BEGIN

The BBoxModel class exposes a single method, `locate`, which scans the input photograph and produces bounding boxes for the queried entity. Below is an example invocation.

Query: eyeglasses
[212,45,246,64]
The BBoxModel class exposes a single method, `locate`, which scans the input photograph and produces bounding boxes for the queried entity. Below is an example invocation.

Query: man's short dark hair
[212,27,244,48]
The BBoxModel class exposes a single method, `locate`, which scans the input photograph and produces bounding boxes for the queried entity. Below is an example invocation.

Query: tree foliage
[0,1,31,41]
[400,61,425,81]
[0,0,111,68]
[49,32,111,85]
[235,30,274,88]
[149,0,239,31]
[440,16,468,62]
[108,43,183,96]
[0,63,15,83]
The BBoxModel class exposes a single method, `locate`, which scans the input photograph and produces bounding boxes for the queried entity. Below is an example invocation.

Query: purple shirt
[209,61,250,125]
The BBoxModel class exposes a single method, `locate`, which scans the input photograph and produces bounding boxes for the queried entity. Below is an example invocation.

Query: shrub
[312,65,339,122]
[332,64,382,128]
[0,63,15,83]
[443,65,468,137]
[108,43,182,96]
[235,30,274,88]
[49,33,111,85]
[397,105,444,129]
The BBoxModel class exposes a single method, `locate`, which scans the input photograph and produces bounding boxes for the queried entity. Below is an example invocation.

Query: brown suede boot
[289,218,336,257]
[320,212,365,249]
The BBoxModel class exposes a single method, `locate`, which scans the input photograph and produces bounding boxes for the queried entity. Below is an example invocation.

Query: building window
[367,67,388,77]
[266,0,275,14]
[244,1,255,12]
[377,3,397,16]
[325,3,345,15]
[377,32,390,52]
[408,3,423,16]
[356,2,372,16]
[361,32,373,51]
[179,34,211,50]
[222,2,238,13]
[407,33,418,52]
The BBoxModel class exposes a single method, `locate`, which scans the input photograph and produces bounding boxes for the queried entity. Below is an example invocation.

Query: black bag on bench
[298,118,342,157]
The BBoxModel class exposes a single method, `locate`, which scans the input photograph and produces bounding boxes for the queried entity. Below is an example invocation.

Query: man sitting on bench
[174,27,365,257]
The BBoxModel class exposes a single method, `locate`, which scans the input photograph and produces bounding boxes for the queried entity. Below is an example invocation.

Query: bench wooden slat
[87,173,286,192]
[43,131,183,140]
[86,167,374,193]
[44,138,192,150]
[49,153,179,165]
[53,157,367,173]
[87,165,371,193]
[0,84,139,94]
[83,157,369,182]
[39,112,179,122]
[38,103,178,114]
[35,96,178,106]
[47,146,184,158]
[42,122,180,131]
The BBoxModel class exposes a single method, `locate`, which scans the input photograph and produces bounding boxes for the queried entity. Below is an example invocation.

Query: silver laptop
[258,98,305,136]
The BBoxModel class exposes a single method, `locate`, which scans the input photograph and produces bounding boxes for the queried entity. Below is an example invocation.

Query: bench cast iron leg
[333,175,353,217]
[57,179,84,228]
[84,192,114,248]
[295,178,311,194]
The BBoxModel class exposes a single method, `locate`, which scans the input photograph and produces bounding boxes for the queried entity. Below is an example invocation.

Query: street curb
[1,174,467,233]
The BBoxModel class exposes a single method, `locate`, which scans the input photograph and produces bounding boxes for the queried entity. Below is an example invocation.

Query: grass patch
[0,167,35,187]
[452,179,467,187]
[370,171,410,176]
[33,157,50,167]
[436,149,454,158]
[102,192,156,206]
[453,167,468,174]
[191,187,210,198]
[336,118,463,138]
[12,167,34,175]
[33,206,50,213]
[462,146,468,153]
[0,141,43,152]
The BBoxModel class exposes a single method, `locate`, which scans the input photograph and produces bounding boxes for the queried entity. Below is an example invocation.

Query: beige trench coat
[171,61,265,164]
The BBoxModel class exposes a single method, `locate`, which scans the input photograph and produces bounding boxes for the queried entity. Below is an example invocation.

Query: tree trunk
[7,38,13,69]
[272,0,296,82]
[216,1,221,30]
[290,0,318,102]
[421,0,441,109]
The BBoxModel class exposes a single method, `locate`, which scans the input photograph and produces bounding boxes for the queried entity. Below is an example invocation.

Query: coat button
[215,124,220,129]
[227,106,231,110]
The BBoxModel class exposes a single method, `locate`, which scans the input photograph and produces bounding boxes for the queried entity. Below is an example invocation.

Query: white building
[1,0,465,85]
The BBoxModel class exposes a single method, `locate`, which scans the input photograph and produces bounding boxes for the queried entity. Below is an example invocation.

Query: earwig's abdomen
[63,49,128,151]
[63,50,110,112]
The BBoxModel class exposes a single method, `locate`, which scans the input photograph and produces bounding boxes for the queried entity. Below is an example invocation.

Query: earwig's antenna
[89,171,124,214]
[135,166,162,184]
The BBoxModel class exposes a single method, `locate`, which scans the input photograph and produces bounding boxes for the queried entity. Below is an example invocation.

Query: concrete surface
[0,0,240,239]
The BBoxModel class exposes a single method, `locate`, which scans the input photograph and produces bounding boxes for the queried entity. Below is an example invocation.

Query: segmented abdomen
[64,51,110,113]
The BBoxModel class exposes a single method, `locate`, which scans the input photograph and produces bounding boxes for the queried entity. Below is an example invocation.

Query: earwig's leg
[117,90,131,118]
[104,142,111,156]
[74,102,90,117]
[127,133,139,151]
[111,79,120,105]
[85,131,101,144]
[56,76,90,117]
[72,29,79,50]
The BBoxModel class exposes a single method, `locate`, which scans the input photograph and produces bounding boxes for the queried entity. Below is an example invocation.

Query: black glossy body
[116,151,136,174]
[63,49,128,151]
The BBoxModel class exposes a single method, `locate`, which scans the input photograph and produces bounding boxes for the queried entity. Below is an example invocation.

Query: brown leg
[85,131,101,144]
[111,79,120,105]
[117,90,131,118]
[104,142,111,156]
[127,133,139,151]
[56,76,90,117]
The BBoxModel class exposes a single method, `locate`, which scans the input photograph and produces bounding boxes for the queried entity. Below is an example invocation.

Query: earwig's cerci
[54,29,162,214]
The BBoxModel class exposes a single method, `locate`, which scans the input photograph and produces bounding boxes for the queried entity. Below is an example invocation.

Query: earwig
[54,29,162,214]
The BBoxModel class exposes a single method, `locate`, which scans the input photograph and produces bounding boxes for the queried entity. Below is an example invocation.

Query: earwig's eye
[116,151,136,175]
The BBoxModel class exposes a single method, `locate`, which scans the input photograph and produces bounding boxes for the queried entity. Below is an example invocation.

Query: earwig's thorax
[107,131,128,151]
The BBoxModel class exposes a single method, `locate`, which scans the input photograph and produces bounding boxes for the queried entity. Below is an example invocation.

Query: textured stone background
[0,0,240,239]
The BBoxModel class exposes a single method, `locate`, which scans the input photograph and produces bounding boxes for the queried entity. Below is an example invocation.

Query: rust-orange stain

END

Directions for this task ::
Output the whole listing exactly as given.

Solution for this exercise ::
The BBoxModel class exposes a single method, `locate`, which scans the input photograph and produces bounding boxes for the queried entity. Below is an example invocation.

Query: eyeglasses
[212,45,246,64]
The BBoxModel class exposes a single method, `locate`, which scans the input photograph and produces bounding boxes for the queried entity. Below is an example invocation.

Query: man's short dark hair
[212,27,244,48]
The BBoxModel class exposes a single method, `locate`, which scans the input photograph and produces bounding boxes for the queried entity. Below is an example invocation.

Query: tree foliage
[0,1,31,41]
[400,61,425,81]
[0,0,111,68]
[49,32,111,85]
[235,30,274,88]
[149,0,239,31]
[440,16,468,62]
[108,43,183,96]
[0,63,15,83]
The BBoxModel class exposes a single method, `locate`, which scans the input photograph and produces bounding boxes for the queried entity. Below is an example invocation.

Query: purple shirt
[209,61,250,125]
The BBoxModel class exposes a single method, `locate`, which scans the input photograph and produces bounding boxes for the queried entity. Below is an example invocation.

Query: shrub
[312,65,339,122]
[332,64,382,128]
[0,63,15,83]
[443,65,468,137]
[108,43,182,96]
[235,30,274,88]
[49,33,111,85]
[397,105,444,129]
The BBoxModel class exposes a single method, `locate`, which scans the input photograph and produces bounding boxes for the queried entity. Below is an example invocation.

Query: brown suede boot
[289,218,336,257]
[320,212,365,249]
The BBoxModel class exposes a single method, `locate`, which scans the input photograph and produces bounding boxes for the queried entity. Below is an example invocation.

Query: building window
[367,67,388,77]
[266,0,275,14]
[244,1,255,12]
[377,3,397,16]
[325,3,345,15]
[377,32,390,52]
[408,3,423,16]
[356,2,372,16]
[361,32,373,51]
[179,34,211,50]
[222,2,238,13]
[407,33,418,52]
The BBoxModel class exposes a single method, `locate`, which scans the input photograph and produces bounding boxes for the queried entity. Below is an example invocation.

Query: black bag on bench
[298,118,342,157]
The BBoxModel class exposes a single method, `locate`, which scans the input photograph and produces bounding boxes for the queried entity. Below is an example invocation.

Query: man sitting on bench
[174,27,365,257]
The BBoxModel class exposes a single method, `locate`, which scans the input photograph and produces bounding boxes for the queried entity. Below is an example invocation.

Query: bench wooden slat
[87,173,286,192]
[43,131,183,140]
[86,167,374,193]
[44,138,192,150]
[49,153,179,165]
[53,157,367,173]
[87,165,371,193]
[0,84,139,94]
[83,157,369,182]
[39,112,179,122]
[38,103,178,114]
[35,96,178,106]
[47,146,184,158]
[42,122,180,131]
The BBoxModel class exposes a single method, `locate`, which scans the input photograph and produces bounding boxes for the queried entity. Below is an example invocation.

Query: silver laptop
[258,98,305,136]
The BBoxModel class exposes a single method, `locate`, which scans the input photograph and produces bounding boxes for the queried entity. Below is an example invocation.

Query: bench cast iron leg
[333,175,353,217]
[57,179,84,228]
[84,192,114,248]
[295,178,311,194]
The BBoxModel class exposes a single method, `locate`, which scans the input photograph and produces bounding boxes for the queried entity. Below is an example invocation.

Query: street curb
[1,174,467,233]
The BBoxModel class exposes a single method, `locate`, which scans the input photograph and produces bounding boxes for the queried entity. Below is an example invocation.

Query: grass patch
[0,167,35,187]
[452,179,467,187]
[370,171,410,176]
[33,157,50,167]
[436,149,454,158]
[102,192,156,206]
[453,167,468,174]
[191,187,210,198]
[336,118,463,138]
[12,167,34,175]
[33,206,50,213]
[462,146,468,153]
[0,141,43,152]
The BBoxModel class exposes a single method, `locate`, which scans the input photograph and produces bounding boxes for the queried entity. Below is an example invocation.

Query: beige trench coat
[171,61,265,164]
The BBoxModel class exposes a single method, `locate`, which scans the input photograph and produces bounding boxes for the queried entity. Below is an example invocation.

Query: tree trunk
[7,38,13,69]
[272,0,296,82]
[216,1,221,30]
[290,0,318,102]
[421,0,441,109]
The BBoxModel class exposes a single method, `locate`, which scans the input photograph and produces bounding boxes for the queried entity. Below is an example invocation.

Query: coat button
[215,124,220,129]
[227,106,231,110]
The BBoxModel class exposes a single method, `locate`, which scans the input photograph and produces bounding boxes for the queried entity. Below is an example invocation.

Query: white building
[1,0,465,85]
The BBoxModel class exposes a single method, `locate`, which scans the input photograph and produces bounding boxes for the queried entity. Below is an example invocation.

Query: earwig's abdomen
[63,49,128,151]
[63,50,110,112]
The BBoxModel class exposes a single method, `locate`, which scans the input photograph and produces bounding boxes for the queried entity. Below is an example invocation.

Query: earwig's antenna
[89,171,124,214]
[135,166,162,184]
The BBoxModel class exposes a single method, `locate`, which scans the input photograph and produces bounding boxes for the queried entity. Below is an example invocation.

Query: concrete surface
[0,0,240,239]
The BBoxModel class exposes a single method, `locate`, which scans the input photograph and produces bounding boxes for the queried entity. Below is an example invocation.

Query: segmented abdomen
[64,51,110,113]
The BBoxModel class exposes a single method, `locate`, which scans the input photograph and produces bounding boxes for the queried entity. Below is an example invocation.

Query: earwig's leg
[117,90,131,118]
[104,142,111,156]
[74,102,90,117]
[127,133,139,151]
[111,79,120,105]
[85,131,101,144]
[56,76,90,117]
[72,29,79,50]
The BBoxModel class exposes a single method, `locate`, which scans the input photograph and produces bounding boxes for the queried entity. Below is an example invocation.

Query: black glossy body
[116,151,136,174]
[63,49,128,151]
The BBoxModel class exposes a single method, `locate`, which scans the input photograph and produces bounding boxes for the queried entity. Below is an example invocation.

Query: brown leg
[85,131,101,144]
[111,79,120,105]
[117,90,131,118]
[104,142,111,156]
[127,133,139,151]
[56,76,90,117]
The BBoxModel class exposes a single method, `locate`, which scans the input photograph and produces bounding boxes for the queried entity. Below is an example invocation.

Query: earwig's cerci
[54,29,162,214]
The BBoxModel class exposes a single method, `locate`, which scans the input photograph and produces bounding boxes for the queried entity. Below is an example invocation.

Query: earwig
[54,29,162,214]
The BBoxModel class exposes a single method, `locate`, which scans the input photograph and produces bounding boxes for the queried entity. Below is an example invocation.

Query: earwig's eye
[116,151,136,175]
The BBoxModel class exposes a single method, `locate`, which scans the input photograph and produces bounding boxes for the queried entity. Below is an example invocation.

Query: earwig's thorax
[107,131,128,151]
The BBoxModel class exposes a single method, `locate`, which scans the input photograph and produces bounding boxes for the queried entity. Below is an example invocation.

Query: textured stone background
[0,0,240,239]
The BBoxModel class exposes a single method, `locate`, which scans the input photograph and produces bounding boxes for the queried entity. Below is an example invocation.

Query: rust-orange stain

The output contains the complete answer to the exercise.